_Aim of the exercise_: Give every entry again, word for word.
━━━━━ Record set
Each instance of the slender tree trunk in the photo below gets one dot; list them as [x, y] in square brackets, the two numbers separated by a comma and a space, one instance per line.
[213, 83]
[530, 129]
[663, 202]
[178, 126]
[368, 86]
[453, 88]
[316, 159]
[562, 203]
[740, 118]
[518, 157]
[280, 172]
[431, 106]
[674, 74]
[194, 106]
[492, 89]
━━━━━━━━━━
_The output_:
Each instance of the slender tree trunk in the photo below gets one dot; list them as [x, y] in square brackets, the two numbers separated by a comma and a space, one instance per line.
[213, 83]
[530, 129]
[663, 202]
[178, 126]
[368, 86]
[453, 88]
[316, 159]
[562, 203]
[740, 118]
[518, 157]
[280, 172]
[431, 106]
[674, 74]
[194, 106]
[492, 89]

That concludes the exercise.